_Task goal:_ The full listing below should be copied verbatim.

_The input:_
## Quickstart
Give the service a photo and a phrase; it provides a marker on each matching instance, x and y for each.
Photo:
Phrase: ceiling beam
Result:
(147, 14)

_Output of the exercise:_
## Quickstart
Give the service a photo and a phrase; it provides a marker on each matching instance, x and y for each.
Photo:
Phrase: ceiling beam
Result:
(147, 14)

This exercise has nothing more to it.